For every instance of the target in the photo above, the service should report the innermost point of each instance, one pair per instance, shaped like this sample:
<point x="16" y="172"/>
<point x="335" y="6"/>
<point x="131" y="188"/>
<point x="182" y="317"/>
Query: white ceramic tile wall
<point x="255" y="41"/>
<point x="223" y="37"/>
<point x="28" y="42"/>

Your instructions >> Pull out every line of the items above and write them again word for word.

Correct answer >>
For every instance of the target in the photo above, the service should report the innermost point of each instance, one pair per instance, shaped like this sample:
<point x="16" y="172"/>
<point x="335" y="6"/>
<point x="131" y="188"/>
<point x="182" y="317"/>
Query: white ceramic tile wall
<point x="255" y="41"/>
<point x="223" y="37"/>
<point x="28" y="42"/>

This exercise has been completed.